> _EXERCISE GOAL_: Carry on the interview about Sinequa's enterprise search software, picking up right after its final sentence.

--- Start PASSAGE SHOWN ---

At the other end of the spectrum, Bouygues construction uses Sinequa to move information from more seasoned managers to younger professionals in the firm. Sinequa is providing knowledge transfer in a modern construction setting.
How much customization and tuning must a customer do before your system can be deployed? Some systems like Autonomy, Endeca, and Fast Search require quite a bit of work before deployment. Others like Google and Thunderstone are ready to deploy in a matter of a day or two. Where does Sinequa fall on this spectrum?
I think Sinequa falls in between a "search toaster" and a box of technical parts you assemble. We resolve the complexity of exhaustive secured connectivity, profile based interface and yet best in class relevancy but delivers much faster at a much lower cost and complexity.
Simply put, Sinequa wins in about 80 percent of the information access competitions after a proof of concept because of the speed with which the system can be deployed and the small amount of time required for tuning and customizing the system.
We are now offering a turnkey deployment for enterprise content. If the client wants to search and process information in file systems, relational databases, Microsoft SharePoint, the Web crawling, RSS and enterprise content management--no problem. We can have the company up and running in four days. As an example; we recently were chosen in replacement of Autonomy by one of the largest global IT integrator for its worldwide internal search. We had to compete with what the IT director wanted--Google. We won this important contract, and we will be providing more information later this year.

--- End PASSAGE SHOWN ---
--- Start EXTRACTED RECORDS ---

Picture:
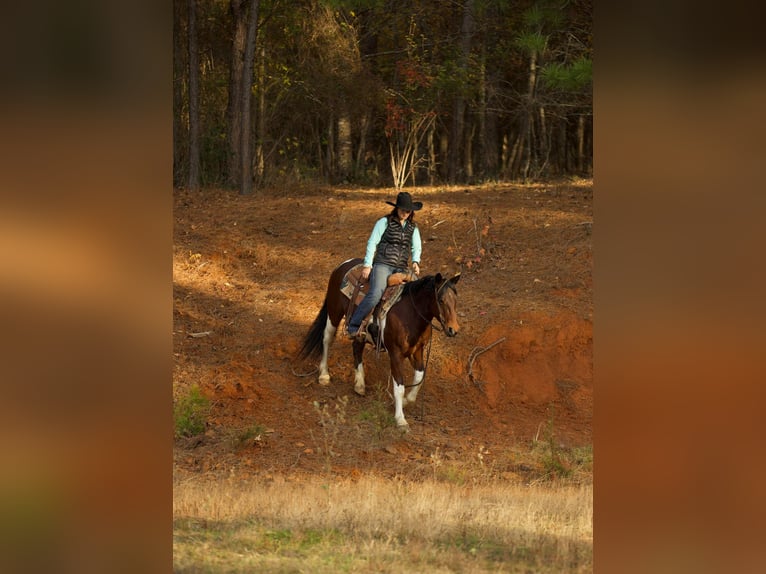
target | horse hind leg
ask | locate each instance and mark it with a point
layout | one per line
(327, 339)
(358, 348)
(397, 376)
(417, 382)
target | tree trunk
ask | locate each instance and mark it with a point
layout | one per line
(179, 73)
(194, 151)
(580, 144)
(246, 148)
(458, 109)
(260, 161)
(431, 155)
(234, 106)
(345, 146)
(359, 169)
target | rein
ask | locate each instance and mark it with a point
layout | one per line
(438, 306)
(431, 336)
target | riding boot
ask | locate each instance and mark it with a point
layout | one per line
(374, 330)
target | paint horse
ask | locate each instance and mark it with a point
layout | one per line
(405, 331)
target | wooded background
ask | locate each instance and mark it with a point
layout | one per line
(380, 92)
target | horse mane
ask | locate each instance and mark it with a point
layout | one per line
(415, 287)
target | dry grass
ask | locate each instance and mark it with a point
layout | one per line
(379, 525)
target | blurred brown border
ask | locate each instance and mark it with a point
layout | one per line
(679, 271)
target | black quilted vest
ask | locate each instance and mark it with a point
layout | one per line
(396, 244)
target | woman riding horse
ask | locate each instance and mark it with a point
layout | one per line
(393, 240)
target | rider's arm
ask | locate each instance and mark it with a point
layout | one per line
(372, 242)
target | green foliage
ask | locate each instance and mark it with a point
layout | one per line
(574, 77)
(531, 42)
(190, 413)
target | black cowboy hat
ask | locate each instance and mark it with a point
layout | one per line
(404, 201)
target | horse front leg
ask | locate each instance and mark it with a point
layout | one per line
(327, 339)
(358, 348)
(397, 374)
(417, 379)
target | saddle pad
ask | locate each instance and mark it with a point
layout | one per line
(353, 278)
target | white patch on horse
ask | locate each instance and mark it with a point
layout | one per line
(327, 339)
(398, 411)
(416, 384)
(359, 380)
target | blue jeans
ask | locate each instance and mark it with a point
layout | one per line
(378, 283)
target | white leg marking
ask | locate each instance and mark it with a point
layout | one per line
(398, 411)
(413, 394)
(329, 335)
(359, 380)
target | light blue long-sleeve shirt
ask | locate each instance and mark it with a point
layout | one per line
(377, 233)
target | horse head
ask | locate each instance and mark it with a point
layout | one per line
(446, 303)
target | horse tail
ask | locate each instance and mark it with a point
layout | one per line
(312, 342)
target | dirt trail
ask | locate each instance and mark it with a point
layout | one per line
(253, 271)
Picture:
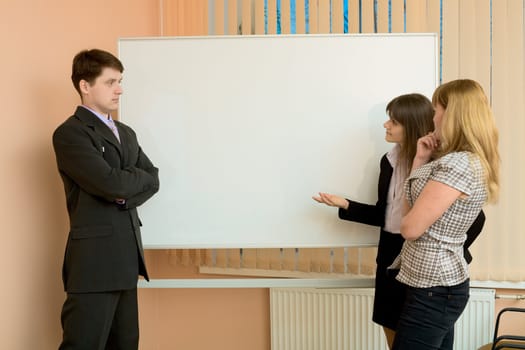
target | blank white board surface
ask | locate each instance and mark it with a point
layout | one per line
(246, 129)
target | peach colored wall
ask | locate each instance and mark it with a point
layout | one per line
(39, 39)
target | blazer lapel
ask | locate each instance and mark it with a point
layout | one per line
(98, 126)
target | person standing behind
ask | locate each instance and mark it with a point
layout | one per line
(410, 117)
(454, 173)
(106, 176)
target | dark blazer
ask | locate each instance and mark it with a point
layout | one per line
(104, 247)
(375, 214)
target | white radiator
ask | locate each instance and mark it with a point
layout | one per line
(341, 319)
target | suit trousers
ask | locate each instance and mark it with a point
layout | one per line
(100, 321)
(428, 317)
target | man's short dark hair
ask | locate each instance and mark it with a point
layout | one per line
(88, 65)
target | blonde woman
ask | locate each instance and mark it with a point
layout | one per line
(409, 118)
(454, 173)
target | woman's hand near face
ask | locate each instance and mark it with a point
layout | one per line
(331, 200)
(426, 146)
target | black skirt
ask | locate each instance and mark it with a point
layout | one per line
(389, 293)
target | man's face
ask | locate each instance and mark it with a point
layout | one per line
(104, 94)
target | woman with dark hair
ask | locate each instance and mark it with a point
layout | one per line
(410, 117)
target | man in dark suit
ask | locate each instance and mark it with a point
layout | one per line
(106, 177)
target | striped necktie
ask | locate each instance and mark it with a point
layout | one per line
(113, 128)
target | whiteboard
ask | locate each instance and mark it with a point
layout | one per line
(246, 129)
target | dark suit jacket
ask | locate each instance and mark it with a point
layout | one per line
(104, 247)
(375, 214)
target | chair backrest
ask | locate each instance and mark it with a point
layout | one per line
(508, 341)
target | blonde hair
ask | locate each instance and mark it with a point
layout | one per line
(468, 125)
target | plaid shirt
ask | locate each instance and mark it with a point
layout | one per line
(436, 257)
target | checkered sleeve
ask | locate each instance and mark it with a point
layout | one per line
(454, 170)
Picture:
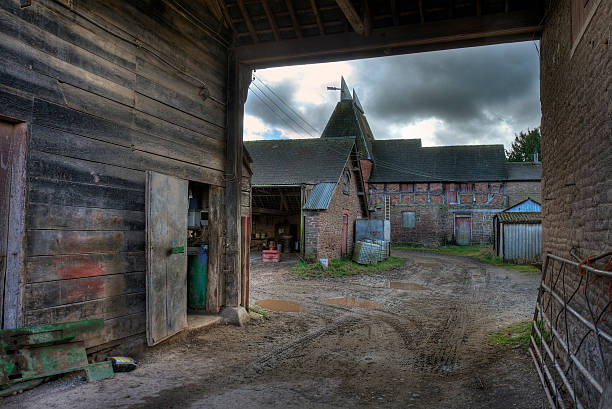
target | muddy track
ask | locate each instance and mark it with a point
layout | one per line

--- End EXTRACTED RECORDS ---

> _SOLVED EXERCISE_:
What APIs are available for your product?
You can find details about the application programming interface on our Web site.
In a nutshell, we support a number of platforms and languages; for example, Java, Dot Net, C++, Active Server Pages, and the Web services scripting languages like php and per.
How does a licensee integrate Sinequa into a third-party enterprise application?
Again, we've tried to cover the most widely used techniques. We support such drivers as ODBC, JDBC, ADO, and ADO Dot Net, among others. Sinequa CS can accept incoming queries in almost any flavor of SQL, including PL/ SQL.
How does this work?
We have created some extensions. Give me your napkin. [Writes on the napkin this code]:
SELECT * FROM lagardere WHERE (Text in '/Film/title' contains 'Shrek' and modified = 2007-06-06') and globalrelevance > 40 SKIP 0 COUNT 20
We also support SOAP and REST, as I mentioned a moment ago.
Vendors often say they have an adaptor, and then customers find out that the vendor charges for an adaptor because it wasn't really ready for use in a live environment. What adaptors do you include in your Sinequa CS?
When a customer installs Sinequa CS it has connectors for accessing file systems, a Web crawler, an RSS connector, the database connectors I mentioned, and support for comma separated value data. We also provide external XML specific adaptors and adaptors for Microsoft Office, including the 2007 DOCX format.
But you didn't mention any applications?
Okay, we also have these application connectors. I'm doing this from memory, so I may miss one or two. Here goes. We have SharePoint 2001, 2003, and 2007 connectors. We also have the WSS 1.- to WSS 3.0 connectors [WSS is an acronym for Windows SharePoint Services] and the ubiquitous Microsoft Exchange and Outlook.
We also have connectors today in our product for EMC Documentum and the eRoom application, IBM's FileNet 5.4 and P8 versions, Lotus Notes, Alfresco, Nuxeo, Oracle BEA Plumtree Corporate Portal, Xerox Docushare, Sesis Poseidon, OpenText's Hummingbird DM and LiveLink, WebDav, and, of course, LDAP.
SharePoint is a moving target. What do you do with content in SharePoint?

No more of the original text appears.